§ Tasks
1. From the passage on Pharmacy First, list every condition that patients can now have treated by a pharmacist without seeing a GP.
2. Reproduce the stretch of the pharmacy passage from "I’m a pharmacist" through "for seven conditions.".
3. Write the next part of the passage about pharmacies and Pharmacy First, starting after its final sentence.

In light of the mention of pharmacists and their being able to prescribe meds directly I thought this, from today’s
i might be interesting:
I run a pharmacy and we’re struggling to cope – understaffing, underfunding, and more to do
This week the NHS rolls out more responsibilities to pharmacies for administering medication, but for some it compounds existing issues
February 3, 2024 6:00 am (Updated February 3, 2024 6:01 am)
This week NHS England launched
Pharmacy First, expanding the services that pharmacists offer to patients. Patients will now be able to receive treatment for seven treatments without needing to see a GP – sinusitis, sore throat, earache, infected insect bite, impetigo, shingles and uncomplicated UTIs. Over 10,000 community pharmacies have signed up to deliver the service. But there are concerns from those inside the profession around ability to deliver while still managing understaffing, underfunding, medicine shortages and increased pressure.
i spoke to Anil Sharma, an independent community pharmacy owner and
Community Pharmacy England’s Regional Representative for East of England, to hear his perspective on the rollout.
I’m a pharmacist and I own eightpharmacies, including a small community village pharmacy outside of Cambridge where I spend my days. For the past couple of months I’ve been preparing for Pharmacy First, where patients can get antibiotics from a pharmacist for seven conditions.

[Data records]
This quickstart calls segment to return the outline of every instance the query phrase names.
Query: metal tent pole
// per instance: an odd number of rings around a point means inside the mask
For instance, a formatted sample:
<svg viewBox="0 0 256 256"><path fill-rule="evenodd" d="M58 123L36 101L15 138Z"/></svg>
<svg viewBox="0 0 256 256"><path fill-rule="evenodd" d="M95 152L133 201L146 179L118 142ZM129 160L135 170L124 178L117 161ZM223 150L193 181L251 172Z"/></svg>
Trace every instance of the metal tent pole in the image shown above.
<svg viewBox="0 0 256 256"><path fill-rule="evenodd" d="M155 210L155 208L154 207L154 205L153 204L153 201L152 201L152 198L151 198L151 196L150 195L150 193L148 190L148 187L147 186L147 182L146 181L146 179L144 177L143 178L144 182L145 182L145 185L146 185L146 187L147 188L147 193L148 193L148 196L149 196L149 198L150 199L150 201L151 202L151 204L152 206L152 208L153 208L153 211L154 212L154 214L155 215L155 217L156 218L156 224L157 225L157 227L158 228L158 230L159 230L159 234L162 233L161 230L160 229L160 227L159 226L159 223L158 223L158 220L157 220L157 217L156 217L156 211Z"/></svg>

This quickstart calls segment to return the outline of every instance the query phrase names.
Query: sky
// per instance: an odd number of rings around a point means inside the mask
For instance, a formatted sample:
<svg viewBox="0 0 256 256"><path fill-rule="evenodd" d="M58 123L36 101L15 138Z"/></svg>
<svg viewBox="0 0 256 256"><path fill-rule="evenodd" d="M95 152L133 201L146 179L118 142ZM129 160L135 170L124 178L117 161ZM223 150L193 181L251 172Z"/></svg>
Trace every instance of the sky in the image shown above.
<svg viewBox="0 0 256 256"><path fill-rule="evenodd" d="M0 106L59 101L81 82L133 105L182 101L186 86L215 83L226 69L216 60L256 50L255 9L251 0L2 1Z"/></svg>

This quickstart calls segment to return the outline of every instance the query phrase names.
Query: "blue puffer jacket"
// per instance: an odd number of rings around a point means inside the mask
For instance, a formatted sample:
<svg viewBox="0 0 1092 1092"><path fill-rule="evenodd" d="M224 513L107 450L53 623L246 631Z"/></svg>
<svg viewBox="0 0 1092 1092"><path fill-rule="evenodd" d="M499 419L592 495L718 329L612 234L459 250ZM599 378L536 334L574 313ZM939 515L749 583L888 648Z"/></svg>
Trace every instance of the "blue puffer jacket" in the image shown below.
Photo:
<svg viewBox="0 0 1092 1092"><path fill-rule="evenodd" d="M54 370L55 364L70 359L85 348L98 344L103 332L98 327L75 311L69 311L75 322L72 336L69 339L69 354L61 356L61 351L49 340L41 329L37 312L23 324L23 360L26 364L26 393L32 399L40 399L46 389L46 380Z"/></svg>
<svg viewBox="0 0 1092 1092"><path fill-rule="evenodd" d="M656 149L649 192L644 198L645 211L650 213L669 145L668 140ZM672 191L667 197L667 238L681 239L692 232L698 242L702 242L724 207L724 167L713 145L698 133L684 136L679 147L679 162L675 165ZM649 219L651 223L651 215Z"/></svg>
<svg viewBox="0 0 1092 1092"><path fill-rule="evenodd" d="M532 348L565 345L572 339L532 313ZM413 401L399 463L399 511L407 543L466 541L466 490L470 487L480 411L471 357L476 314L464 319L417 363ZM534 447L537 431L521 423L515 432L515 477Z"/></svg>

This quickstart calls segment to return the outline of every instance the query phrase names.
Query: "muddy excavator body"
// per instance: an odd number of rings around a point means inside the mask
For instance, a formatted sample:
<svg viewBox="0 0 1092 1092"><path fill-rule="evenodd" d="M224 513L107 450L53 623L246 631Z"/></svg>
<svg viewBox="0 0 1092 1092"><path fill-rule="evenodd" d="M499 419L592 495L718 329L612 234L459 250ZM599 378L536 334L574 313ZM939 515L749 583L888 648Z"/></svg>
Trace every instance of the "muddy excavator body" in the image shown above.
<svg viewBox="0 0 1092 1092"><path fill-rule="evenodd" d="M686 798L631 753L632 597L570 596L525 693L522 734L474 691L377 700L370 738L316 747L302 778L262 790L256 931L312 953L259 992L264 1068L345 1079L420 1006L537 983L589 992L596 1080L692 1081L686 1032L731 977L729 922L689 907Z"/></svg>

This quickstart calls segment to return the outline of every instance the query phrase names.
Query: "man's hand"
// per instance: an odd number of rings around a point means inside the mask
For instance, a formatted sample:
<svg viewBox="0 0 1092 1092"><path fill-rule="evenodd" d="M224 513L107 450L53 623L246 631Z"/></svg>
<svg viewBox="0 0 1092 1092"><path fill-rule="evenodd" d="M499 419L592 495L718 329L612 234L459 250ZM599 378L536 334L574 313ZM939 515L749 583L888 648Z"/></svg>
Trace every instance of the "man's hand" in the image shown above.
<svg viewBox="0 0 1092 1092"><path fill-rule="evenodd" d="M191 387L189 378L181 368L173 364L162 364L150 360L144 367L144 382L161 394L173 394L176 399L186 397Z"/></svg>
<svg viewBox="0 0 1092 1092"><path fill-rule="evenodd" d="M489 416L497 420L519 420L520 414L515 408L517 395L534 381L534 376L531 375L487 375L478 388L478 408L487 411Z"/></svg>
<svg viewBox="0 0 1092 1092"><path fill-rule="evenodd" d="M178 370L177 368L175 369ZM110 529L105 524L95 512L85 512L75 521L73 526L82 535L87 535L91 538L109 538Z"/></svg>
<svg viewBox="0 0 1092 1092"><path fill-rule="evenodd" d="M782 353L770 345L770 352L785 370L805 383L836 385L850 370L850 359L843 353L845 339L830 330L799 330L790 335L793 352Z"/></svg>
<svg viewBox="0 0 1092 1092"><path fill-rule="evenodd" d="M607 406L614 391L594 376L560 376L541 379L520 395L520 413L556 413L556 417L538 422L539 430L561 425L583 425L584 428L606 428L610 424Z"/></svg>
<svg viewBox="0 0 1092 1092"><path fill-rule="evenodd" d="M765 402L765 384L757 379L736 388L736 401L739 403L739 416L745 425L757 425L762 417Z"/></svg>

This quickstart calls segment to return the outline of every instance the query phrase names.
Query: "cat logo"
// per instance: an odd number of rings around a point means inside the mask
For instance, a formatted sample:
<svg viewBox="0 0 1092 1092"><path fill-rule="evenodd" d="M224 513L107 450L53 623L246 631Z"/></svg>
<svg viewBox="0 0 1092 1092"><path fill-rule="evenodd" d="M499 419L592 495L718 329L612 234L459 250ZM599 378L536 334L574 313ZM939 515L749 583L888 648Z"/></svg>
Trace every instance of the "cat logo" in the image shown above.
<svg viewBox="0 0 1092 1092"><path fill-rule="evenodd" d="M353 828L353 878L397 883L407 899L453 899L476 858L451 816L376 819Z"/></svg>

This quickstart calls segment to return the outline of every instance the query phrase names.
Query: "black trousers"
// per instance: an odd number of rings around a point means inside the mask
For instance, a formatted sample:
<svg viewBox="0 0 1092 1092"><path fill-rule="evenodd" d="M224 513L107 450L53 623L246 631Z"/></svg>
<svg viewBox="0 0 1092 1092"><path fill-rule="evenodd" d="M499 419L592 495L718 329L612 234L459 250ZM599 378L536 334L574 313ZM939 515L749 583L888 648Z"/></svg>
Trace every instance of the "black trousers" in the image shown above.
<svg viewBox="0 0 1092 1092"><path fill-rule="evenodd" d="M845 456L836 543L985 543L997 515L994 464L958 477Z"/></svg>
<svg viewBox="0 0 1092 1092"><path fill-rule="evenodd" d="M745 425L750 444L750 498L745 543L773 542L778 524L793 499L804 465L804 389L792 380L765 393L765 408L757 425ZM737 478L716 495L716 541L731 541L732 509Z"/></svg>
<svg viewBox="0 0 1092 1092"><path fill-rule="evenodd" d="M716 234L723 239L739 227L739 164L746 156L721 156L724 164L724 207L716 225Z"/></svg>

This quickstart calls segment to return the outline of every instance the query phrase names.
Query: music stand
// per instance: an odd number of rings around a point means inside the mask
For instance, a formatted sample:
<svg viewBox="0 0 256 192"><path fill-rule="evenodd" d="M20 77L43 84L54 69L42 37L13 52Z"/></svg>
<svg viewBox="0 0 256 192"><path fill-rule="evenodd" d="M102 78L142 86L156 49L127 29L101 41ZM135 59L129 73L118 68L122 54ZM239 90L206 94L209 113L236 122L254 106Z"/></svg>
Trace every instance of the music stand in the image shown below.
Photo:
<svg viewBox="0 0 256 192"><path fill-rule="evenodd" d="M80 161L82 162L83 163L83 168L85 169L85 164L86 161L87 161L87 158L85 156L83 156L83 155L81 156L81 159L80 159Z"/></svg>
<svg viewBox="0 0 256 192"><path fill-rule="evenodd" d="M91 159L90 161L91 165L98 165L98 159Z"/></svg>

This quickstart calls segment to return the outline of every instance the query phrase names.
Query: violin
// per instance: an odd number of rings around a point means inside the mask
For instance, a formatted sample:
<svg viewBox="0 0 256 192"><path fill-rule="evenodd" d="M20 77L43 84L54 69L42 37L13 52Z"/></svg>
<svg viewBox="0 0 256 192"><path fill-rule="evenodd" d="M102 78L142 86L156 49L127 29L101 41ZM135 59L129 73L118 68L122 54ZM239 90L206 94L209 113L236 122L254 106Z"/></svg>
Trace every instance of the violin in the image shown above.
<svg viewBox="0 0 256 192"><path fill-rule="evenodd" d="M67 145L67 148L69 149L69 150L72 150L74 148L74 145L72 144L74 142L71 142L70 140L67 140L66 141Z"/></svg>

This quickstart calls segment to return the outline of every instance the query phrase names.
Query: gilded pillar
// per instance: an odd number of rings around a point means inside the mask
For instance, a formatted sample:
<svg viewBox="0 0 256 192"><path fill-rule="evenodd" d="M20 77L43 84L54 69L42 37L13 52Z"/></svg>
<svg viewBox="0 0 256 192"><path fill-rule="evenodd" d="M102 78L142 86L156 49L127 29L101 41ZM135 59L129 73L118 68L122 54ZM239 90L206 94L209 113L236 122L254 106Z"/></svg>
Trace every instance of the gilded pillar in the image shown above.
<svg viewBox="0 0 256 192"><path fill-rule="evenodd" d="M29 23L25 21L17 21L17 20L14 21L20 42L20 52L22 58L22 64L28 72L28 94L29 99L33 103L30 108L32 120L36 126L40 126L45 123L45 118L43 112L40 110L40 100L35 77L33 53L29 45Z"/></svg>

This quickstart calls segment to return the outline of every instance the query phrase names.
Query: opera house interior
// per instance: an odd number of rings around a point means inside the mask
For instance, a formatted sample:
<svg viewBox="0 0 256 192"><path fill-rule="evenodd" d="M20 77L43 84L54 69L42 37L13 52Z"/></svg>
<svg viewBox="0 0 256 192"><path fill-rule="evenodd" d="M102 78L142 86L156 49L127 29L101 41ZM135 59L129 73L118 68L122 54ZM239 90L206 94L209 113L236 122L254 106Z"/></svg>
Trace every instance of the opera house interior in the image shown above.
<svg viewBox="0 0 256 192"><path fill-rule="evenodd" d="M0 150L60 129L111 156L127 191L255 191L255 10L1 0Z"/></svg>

§ Answers by item
1. sinusitis, sore throat, earache, infected insect bite, impetigo, shingles, uncomplicated UTIs

2.
I’m a pharmacist and I own eightpharmacies, including a small community village pharmacy outside of Cambridge where I spend my days. For the past couple of months I’ve been preparing for Pharmacy First, where patients can get antibiotics from a pharmacist for seven conditions.

3.
For patients, GPs, the NHS, it’s a brilliant idea – it gives patients what they need, takes the
burden off GPs and saves the NHS time and hospital resources. It helps people understand that pharmacies are not just people counting pills – we have a whole range of experience, expertise and skills that have been underused for decades.
More than 10,000 NHS pharmacies – a
96 per cent sign up rate – have registered to Pharmacy First and they will try to deliver it to the best of their ability. We’ve done the training and we’re ready for launch, and we’re expecting a huge influx of patients, especially at pharmacies in the cities where it’s far harder to see a GP.
But I don’t have the time, money or resources, to do more than two to three hours of Pharmacy First appointments each day.
Why? Funding, as ever. NHS England has funded us an additional £15 per consultation – you wouldn’t get a GP doing a consultation for that [every GP session is between 12-18 patients and GPs are paid between £9,000 and £12,500 a session]. It barely covers our costs. I could do a private weight management service or travel vaccination service and make £150 in the same time.
If the Government and the NHS had funded us correctly, we would have put private services on the backburner and opened Pharmacy First six hours a day. Funding and workforce have been a big problem since 2016, when our funding for dispensing decreased, where it’s remained since – in real terms that’s a decrease of 30 per cent. That’s just not sustainable and that’s why pharmacies are closing.
We want to help the NHS, we want to try and stop people going to hospitals because they can’t see their GPs. But we have to make tough choices.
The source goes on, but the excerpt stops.